## EXERCISE
In the abstract on protocetraric and salazinic acids as SARS-CoV-2 3CL protease inhibitors, which catalytic residue is predicted to make a nucleophilic attack on the carbonyl carbon of the cyclic ester?

** Opening PASSAGE PROVIDED block **

Protocetraric and Salazinic Acids as Potential Inhibitors of SARS-CoV-2 3CL Protease: Biochemical, Cytotoxic, and Computational Characterization of Depsidones as Slow-Binding Inactivators

The study investigated the inhibitory activity of protocetraric and salazinic acids against SARS-CoV-2 3CL(pro). The kinetic parameters were determined by microtiter plate-reading fluorimeter using a fluorogenic substrate. The cytotoxic activity was tested on murine Sertoli TM4 cells. In silico analysis was performed to ascertain the nature of the binding with the 3CL(pro). The compounds are slow-binding inactivators of 3CL(pro) with a K-i of 3.95 mu M and 3.77 mu M for protocetraric and salazinic acid, respectively, and inhibitory efficiency k(inact) / K-i at about 3 x 10(-5) s(-1) mu M-1. The mechanism of inhibition shows that both compounds act as competitive inhibitors with the formation of a stable covalent adduct. The viability assay on epithelial cells revealed that none of them shows cytotoxicity up to 80 mu M, which is well below the K-i values. By molecular modelling, we predicted that the catalytic Cys145 makes a nucleophilic attack on the carbonyl carbon of the cyclic ester common to both inhibitors, forming a stably acyl-enzyme complex. The computational and kinetic analyses confirm the formation of a stable acyl-enzyme complex with 3CL(pro). The results obtained enrich the knowledge of the already numerous biological activities exhibited by lichen secondary metabolites, paving the way for developing promising scaffolds for the design of cysteine enzyme inhibitors.

** Closing PASSAGE PROVIDED block **
** Opening RECORDS SUPPLIED block **

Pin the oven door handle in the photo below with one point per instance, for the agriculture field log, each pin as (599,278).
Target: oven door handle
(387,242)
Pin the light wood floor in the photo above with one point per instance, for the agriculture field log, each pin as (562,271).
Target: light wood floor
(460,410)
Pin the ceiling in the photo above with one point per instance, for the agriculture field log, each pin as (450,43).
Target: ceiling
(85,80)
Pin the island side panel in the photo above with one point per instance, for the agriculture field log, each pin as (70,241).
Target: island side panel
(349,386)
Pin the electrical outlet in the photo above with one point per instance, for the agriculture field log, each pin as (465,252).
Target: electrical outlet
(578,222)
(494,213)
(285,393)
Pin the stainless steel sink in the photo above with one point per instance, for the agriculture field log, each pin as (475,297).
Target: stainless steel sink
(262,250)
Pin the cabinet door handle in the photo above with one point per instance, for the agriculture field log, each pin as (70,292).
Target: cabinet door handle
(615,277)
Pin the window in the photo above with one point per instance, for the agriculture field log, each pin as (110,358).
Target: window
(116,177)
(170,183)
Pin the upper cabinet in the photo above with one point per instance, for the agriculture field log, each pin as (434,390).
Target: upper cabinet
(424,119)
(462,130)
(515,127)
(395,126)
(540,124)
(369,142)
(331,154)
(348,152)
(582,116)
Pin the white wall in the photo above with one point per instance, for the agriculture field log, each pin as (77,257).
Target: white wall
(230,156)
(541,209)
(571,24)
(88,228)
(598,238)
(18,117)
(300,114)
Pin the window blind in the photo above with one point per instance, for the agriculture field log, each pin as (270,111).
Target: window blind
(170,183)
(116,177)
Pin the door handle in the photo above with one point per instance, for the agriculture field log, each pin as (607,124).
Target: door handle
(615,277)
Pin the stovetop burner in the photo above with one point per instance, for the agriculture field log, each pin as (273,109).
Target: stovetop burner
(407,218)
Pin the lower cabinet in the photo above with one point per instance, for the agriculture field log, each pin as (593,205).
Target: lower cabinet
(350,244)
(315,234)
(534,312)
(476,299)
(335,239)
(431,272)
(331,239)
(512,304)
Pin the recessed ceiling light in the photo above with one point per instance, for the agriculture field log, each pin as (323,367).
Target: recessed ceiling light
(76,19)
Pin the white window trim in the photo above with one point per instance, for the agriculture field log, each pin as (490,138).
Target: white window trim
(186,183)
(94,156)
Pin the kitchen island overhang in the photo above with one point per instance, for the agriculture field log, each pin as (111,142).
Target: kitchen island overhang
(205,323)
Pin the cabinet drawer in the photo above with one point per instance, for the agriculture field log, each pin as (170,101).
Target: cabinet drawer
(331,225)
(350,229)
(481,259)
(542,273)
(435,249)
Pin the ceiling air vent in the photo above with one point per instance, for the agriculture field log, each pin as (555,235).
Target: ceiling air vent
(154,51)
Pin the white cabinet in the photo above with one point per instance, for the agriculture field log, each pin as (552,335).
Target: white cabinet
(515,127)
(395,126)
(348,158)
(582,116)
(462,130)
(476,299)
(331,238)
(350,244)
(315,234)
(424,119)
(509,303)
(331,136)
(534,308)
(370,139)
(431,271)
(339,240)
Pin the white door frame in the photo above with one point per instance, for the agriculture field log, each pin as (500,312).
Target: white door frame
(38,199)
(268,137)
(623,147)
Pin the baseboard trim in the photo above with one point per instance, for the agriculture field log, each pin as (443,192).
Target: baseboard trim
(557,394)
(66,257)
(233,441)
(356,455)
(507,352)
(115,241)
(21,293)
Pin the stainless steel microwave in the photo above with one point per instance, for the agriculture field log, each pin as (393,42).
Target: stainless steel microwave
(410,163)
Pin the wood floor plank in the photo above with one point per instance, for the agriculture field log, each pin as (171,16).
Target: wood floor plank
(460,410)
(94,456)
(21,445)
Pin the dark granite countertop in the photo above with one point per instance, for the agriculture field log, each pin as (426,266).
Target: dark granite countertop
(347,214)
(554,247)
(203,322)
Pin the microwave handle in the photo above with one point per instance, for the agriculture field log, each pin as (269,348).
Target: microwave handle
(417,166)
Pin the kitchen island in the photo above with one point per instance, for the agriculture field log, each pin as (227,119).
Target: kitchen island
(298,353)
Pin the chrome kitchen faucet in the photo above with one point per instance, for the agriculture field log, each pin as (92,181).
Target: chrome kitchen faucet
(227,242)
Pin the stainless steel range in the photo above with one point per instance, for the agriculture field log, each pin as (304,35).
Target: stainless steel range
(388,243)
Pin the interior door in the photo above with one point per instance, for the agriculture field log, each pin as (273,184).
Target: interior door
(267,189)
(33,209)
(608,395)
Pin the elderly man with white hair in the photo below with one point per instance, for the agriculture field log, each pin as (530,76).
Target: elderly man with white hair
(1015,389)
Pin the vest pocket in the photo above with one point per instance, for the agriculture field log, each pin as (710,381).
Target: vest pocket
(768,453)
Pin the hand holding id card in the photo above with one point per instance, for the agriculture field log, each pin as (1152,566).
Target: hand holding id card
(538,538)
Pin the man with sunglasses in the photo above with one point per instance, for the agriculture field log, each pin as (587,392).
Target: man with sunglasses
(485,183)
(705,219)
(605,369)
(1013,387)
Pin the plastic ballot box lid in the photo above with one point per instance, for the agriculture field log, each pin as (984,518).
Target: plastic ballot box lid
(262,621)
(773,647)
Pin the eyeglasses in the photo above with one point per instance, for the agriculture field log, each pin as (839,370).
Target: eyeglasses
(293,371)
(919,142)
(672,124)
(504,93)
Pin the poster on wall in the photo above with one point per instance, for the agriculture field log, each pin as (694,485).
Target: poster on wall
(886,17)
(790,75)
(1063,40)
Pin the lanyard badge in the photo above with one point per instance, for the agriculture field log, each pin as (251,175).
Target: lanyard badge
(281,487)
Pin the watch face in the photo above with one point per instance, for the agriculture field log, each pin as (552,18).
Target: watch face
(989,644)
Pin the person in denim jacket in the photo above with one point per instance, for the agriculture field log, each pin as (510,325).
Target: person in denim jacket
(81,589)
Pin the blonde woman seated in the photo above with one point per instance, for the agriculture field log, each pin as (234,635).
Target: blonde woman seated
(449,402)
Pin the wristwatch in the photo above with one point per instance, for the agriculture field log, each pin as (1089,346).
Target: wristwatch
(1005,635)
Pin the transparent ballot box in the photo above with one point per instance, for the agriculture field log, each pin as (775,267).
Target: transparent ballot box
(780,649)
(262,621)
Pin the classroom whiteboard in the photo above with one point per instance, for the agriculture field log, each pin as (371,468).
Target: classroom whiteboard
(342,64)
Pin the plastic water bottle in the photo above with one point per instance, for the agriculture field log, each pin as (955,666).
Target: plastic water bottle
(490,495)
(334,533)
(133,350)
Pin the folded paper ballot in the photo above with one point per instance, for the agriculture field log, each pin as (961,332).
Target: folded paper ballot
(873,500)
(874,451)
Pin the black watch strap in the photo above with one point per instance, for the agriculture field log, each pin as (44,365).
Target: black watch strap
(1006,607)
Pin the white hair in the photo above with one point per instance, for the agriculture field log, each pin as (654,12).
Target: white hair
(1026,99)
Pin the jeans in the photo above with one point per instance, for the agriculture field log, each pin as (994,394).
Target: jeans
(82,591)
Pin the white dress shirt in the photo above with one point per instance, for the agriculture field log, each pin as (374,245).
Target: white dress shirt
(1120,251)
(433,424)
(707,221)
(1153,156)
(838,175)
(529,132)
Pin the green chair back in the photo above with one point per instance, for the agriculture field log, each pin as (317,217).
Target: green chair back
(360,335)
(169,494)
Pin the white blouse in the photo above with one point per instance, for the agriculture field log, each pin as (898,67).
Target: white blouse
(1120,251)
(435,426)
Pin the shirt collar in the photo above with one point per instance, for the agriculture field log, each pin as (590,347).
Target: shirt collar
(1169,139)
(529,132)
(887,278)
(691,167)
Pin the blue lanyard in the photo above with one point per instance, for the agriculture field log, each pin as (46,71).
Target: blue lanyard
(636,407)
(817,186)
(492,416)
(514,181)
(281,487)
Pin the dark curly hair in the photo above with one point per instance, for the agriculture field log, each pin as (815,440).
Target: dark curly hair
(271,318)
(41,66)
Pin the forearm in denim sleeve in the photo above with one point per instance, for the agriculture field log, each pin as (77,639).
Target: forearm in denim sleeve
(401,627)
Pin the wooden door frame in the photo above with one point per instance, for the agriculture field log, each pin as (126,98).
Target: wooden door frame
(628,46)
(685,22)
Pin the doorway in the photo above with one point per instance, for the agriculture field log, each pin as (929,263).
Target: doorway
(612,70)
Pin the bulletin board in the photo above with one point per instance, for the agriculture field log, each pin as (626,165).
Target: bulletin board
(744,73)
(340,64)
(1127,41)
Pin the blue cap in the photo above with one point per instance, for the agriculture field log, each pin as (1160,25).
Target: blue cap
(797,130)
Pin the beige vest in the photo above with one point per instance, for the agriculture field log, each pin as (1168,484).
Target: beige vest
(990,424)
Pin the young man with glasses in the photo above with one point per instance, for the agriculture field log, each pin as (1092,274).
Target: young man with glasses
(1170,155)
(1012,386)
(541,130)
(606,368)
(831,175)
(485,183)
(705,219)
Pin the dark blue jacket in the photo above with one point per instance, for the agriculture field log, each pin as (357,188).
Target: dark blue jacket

** Closing RECORDS SUPPLIED block **

## RESPONSE TO THIS TASK
Cys145